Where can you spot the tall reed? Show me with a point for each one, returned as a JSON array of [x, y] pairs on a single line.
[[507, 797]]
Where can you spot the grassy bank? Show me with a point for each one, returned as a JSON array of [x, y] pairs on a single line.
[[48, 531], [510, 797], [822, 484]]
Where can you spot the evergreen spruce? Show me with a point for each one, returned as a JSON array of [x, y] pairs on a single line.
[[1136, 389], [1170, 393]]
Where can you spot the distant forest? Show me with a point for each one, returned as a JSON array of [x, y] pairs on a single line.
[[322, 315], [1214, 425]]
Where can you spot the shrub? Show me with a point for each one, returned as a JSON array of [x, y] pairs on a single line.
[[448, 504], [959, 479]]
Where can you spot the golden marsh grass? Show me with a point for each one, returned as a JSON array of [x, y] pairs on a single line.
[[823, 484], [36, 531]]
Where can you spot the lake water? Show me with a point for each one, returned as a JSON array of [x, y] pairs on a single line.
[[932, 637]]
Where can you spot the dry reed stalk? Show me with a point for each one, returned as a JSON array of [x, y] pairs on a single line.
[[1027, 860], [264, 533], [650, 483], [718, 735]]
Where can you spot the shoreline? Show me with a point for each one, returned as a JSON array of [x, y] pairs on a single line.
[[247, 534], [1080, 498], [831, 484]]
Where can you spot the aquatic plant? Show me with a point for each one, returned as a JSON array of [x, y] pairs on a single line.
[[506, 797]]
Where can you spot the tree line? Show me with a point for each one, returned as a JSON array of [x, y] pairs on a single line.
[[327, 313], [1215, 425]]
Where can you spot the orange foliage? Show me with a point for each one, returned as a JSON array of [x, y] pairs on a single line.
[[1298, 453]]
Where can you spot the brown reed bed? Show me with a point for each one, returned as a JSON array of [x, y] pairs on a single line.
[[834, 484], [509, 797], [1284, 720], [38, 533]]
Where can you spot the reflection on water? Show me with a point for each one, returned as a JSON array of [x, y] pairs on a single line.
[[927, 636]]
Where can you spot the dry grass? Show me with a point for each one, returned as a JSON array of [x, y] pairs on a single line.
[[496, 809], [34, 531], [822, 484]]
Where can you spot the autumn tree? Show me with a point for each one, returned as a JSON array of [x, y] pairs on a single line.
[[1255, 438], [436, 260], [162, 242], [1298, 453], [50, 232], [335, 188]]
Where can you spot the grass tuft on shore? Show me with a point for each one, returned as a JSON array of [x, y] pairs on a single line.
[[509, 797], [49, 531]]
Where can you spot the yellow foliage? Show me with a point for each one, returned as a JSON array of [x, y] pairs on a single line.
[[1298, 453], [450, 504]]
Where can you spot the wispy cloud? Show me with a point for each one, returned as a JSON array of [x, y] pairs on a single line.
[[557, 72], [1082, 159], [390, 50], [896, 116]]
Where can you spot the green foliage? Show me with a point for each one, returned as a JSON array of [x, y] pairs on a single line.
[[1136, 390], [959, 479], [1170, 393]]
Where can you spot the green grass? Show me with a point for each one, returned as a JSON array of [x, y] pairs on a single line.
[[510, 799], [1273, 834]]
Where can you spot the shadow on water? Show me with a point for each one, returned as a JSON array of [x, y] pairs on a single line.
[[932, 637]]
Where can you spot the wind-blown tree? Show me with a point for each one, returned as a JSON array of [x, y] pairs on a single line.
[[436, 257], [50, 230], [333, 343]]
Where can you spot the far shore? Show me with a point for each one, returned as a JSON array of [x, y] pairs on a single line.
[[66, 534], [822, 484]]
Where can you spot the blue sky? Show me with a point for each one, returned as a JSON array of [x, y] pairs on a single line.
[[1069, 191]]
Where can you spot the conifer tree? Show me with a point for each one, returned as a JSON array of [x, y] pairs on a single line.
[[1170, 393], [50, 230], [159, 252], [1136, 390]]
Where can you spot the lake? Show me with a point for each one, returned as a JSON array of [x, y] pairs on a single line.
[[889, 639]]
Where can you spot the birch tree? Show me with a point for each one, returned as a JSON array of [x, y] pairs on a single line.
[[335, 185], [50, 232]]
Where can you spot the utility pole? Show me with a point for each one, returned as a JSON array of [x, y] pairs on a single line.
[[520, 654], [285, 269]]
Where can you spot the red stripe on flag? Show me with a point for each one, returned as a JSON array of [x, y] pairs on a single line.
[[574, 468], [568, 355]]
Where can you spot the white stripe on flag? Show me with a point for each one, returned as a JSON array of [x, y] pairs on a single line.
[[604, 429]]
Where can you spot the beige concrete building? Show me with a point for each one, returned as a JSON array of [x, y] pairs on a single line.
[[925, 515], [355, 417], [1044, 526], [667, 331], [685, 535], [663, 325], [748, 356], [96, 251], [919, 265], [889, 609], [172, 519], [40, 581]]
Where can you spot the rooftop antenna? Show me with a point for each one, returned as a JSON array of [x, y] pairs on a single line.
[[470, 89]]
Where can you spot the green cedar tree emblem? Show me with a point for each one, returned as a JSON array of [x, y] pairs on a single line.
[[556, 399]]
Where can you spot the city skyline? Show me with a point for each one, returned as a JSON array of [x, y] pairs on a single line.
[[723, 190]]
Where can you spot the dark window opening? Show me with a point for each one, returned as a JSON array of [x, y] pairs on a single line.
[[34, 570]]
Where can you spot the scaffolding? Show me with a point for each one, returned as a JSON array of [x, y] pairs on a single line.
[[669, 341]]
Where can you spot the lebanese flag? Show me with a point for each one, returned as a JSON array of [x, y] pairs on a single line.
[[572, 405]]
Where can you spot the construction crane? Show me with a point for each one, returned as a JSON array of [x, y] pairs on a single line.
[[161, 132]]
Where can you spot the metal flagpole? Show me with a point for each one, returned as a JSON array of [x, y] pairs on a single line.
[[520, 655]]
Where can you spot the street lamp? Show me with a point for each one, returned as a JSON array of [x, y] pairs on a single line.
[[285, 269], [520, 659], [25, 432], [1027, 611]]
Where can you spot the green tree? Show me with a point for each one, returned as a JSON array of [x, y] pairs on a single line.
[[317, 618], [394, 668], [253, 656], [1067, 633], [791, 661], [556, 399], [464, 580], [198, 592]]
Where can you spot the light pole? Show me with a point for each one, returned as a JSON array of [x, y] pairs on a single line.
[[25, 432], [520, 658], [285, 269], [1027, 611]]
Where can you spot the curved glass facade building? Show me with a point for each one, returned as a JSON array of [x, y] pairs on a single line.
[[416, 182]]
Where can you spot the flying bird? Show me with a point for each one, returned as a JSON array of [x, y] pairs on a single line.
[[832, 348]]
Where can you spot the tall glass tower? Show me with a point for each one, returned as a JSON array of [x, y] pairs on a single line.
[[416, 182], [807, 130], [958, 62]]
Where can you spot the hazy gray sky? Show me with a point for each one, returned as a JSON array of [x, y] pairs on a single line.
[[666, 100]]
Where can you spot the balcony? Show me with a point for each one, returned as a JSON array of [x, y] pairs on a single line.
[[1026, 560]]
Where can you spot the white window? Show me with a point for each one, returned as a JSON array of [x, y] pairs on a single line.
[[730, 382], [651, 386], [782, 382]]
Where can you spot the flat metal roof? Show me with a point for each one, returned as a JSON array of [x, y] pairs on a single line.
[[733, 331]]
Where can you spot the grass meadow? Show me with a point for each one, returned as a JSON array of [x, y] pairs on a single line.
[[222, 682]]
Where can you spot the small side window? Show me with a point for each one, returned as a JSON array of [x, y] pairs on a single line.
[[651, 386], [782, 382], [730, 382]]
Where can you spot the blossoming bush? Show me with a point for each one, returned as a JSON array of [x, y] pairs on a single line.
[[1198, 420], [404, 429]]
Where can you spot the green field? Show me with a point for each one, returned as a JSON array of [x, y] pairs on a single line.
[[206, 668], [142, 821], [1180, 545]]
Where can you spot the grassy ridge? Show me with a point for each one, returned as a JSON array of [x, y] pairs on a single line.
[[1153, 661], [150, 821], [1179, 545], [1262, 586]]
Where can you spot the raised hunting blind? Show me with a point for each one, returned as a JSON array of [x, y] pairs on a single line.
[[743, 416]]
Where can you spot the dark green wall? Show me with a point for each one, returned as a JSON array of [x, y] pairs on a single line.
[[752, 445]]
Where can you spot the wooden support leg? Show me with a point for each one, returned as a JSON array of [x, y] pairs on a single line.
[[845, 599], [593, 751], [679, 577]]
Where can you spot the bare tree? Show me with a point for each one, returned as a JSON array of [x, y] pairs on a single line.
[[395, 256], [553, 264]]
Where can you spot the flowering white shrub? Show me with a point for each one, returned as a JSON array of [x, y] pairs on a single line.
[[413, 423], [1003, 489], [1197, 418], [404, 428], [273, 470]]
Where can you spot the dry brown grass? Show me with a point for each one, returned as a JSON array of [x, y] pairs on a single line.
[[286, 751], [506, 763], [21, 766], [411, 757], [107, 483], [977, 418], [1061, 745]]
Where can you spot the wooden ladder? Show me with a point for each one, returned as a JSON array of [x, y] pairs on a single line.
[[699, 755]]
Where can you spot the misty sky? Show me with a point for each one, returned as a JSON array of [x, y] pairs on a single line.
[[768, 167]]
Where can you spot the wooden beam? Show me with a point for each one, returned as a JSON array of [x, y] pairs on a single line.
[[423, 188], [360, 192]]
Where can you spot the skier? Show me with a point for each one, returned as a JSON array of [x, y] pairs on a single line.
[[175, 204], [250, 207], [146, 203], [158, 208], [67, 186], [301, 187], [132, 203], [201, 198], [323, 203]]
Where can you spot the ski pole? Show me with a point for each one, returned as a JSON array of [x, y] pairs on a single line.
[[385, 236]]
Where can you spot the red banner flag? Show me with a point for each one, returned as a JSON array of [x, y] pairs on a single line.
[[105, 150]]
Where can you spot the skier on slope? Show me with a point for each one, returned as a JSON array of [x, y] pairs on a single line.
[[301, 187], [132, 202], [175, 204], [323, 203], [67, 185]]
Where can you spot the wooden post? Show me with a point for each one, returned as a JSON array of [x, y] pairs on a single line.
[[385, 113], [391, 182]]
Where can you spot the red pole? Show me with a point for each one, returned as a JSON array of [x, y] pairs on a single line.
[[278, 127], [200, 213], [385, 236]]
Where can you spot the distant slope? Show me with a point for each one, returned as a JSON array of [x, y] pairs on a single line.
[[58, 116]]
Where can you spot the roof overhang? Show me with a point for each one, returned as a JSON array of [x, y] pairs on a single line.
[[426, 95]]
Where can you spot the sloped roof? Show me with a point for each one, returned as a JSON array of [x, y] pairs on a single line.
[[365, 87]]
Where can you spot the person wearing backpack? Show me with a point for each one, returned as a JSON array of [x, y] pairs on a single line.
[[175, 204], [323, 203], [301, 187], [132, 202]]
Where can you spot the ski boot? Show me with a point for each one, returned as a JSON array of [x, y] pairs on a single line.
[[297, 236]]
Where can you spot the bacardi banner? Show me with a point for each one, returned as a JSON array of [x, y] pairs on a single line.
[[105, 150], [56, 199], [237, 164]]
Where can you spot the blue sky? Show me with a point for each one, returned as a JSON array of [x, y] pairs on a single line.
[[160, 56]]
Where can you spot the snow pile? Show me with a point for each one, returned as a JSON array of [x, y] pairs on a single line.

* * * * * * *

▶ **Description of the task**: Copy the records exactly from their first line through the line that contains "[[1136, 389], [1170, 393]]", including both of those lines.

▶ **Full answer**:
Where can you spot the tall reed? Show me with a point for each one, returned as a JSON array of [x, y] pairs on a single line.
[[507, 797]]
Where can you spot the grassy bank? Show me with a point for each one, returned as a JSON array of [x, y] pairs on a single line.
[[48, 531], [510, 797], [822, 484]]
Where can you spot the evergreen spruce? Show me with a point for each one, returned as a JSON array of [x, y] pairs on a single line.
[[1136, 389], [1170, 393]]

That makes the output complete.